Text segment.
-- Start --

CogniX Surface

Cognitive risk analysis platform for detecting social engineering attacks in corporate communications.

Overview

CogniX Surface analyzes text communications for cognitive attack patterns (phishing, BEC, pretexting, CEO fraud). The system combines:

Semantic NLP — sentence-transformers embeddings (all-MiniLM-L6-v2)
Feature engineering — 11 psychological dimensions (urgency, authority, trust, fear, social proof, reciprocity, commitment, liking) + linguistic signals (sentiment, text length)
Explainable scoring — configurable weights, exponential transformation, per-feature contribution breakdown
Interactive web dashboard — FastAPI + Bootstrap + Vega-Lite
Operational triage — prioritized queue with SLA, SQLite persistence, API Key authentication

The goal is to accelerate analyst workflows (prioritization, investigation, follow-up), not to replace human decision-making.

Project Status

Metric	Value
Backend API	`app/dashboard.py` — 20 REST endpoints
Frontend	`app/templates/dashboard.html` — Bootstrap 5 + Vanilla JS + Vega-Embed
Persistence	SQLite WAL (`app/database.py`) — 4 tables
Automated tests	153 (13 test files)
Demo dataset	`datacommunications.txt.txt` — 115 messages, 20 users
Containerization	Docker + docker-compose
Authentication	API Key (`X-API-Key`) on 8 sensitive endpoints
Rate limiting	slowapi (120/min global, 3/min on pipeline)

Key Capabilities

1) Analytics Pipeline

Step	Module	Description
1	`ingestion/loader.py`	CSV loading (`;` separator), encoding fallback, deduplication
2	`analysis/nlp_engine.py`	Semantic embeddings (sentence-transformers, batch 64)
3	`analysis/analyzer.py`	VADER sentiment analysis + keyword counting across 7 categories
4	`analysis/feature_engineering.py`	Regex pattern matching + min-max normalization + `1-exp(-x)` transform
5	`model/risk_engine.py`	Weighted scoring with absolute normalization, per-feature contributions, dominant driver
6	`app/dashboard.py`	REST API + interactive dashboard visualization

2) Interactive Dashboard

Core KPIs: volume, risk distribution, average/max risk, high-risk percentage
9 visualizations: histogram, donut, driver bar, user scatter, contribution heatmap, correlation matrix, boxplot, weights, feature averages
Advanced filters: risk range, bands (Low/Medium/High), driver, users, text query, top-N
Tables: sortable, searchable, paginated (offset/limit with has_more metadata)
Explainability: detail cards with per-feature contribution breakdown for high-risk messages
Filter presets: save/load filter configurations (max 50, persisted in SQLite)

3) Operations and Monitoring

Real-time pipeline progress via SSE (/api/run/stream) with progress, done, fatal events
Configurable auto-refresh
KPI Timeline: snapshot history after each run (max 200, persisted in SQLite)
Run history with KPI delta comparison between runs
Run history persistence via IndexedDB + localStorage fallback
Audit log: action recording (status changes, weight updates, webhooks) in SQLite

4) Advanced Alerting

Native browser notifications
Multi-rule triggers: high-risk percentage, average risk, high-risk count
Anti-spam cooldown + daily max-per-rule cap
Backend webhook relay with:
- HMAC-SHA256 signing (X-CogniX-Signature)

-- End --

Data extract.
-- Start --

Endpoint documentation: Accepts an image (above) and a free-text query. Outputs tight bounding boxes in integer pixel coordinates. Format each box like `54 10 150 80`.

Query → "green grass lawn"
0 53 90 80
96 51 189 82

-- End --

List of tasks.
1) Reproduce the passage of the CogniX Surface description from "Core KPIs: volume, risk" up to and including "50, persisted in SQLite)".
2) Answer these questions using the CogniX Surface description:
(a) How many automated tests does the project have, and in how many test files?
(b) What rate limit applies to the pipeline?
(c) What is the maximum number of filter presets that can be saved?
3) Extend the CogniX Surface description from the point where it stops.

Answers given.
1)
Core KPIs: volume, risk distribution, average/max risk, high-risk percentage
9 visualizations: histogram, donut, driver bar, user scatter, contribution heatmap, correlation matrix, boxplot, weights, feature averages
Advanced filters: risk range, bands (Low/Medium/High), driver, users, text query, top-N
Tables: sortable, searchable, paginated (offset/limit with has_more metadata)
Explainability: detail cards with per-feature contribution breakdown for high-risk messages
Filter presets: save/load filter configurations (max 50, persisted in SQLite)

2)
(a) 153 tests in 13 test files.
(b) 3 per minute.
(c) 50.

3)
- Exponential retry (3 attempts, backoff up to 4s)
- No retry on 4xx errors
Dedicated alert history in UI

5) Operational Triage

Case queue with workflow: new → in_progress → mitigated / false_positive
Automatic priority: P1 (High), P2 (Medium), P3 (Low) based on risk score
Automatic SLA deadlines for open items with overdue flag; queue ordering prioritizes overdue items
Assignee and operational notes (XSS-sanitized)
Bulk update: mass update up to 250 items per request
Automatic sync from results + manual bootstrap
Full persistence in SQLite (triage, presets, timeline, audit)

6) UI Personalization

Light/dark mode
Custom color themes and backgrounds
Custom sidebar appearance
Preferences persisted in browser storage

7) Security and Hardening

API Key authentication (X-API-Key) with constant-time comparison (hmac.compare_digest)
Input sanitization: html.escape() on notes, assignee, preset names; max_length on all Pydantic string fields
Rate limiting: 120 req/min global, 3 req/min on pipeline endpoints
Configurable CORS via env (COGNIX_CORS_ORIGINS)
Environment variables via .env (python-dotenv)
Dev mode: authentication disabled when COGNIX_API_KEY is empty

Repository Layout

Cognitive_Attack_Mapper/
├── .dockerignore
├── .env                             # Environment variables (do not commit)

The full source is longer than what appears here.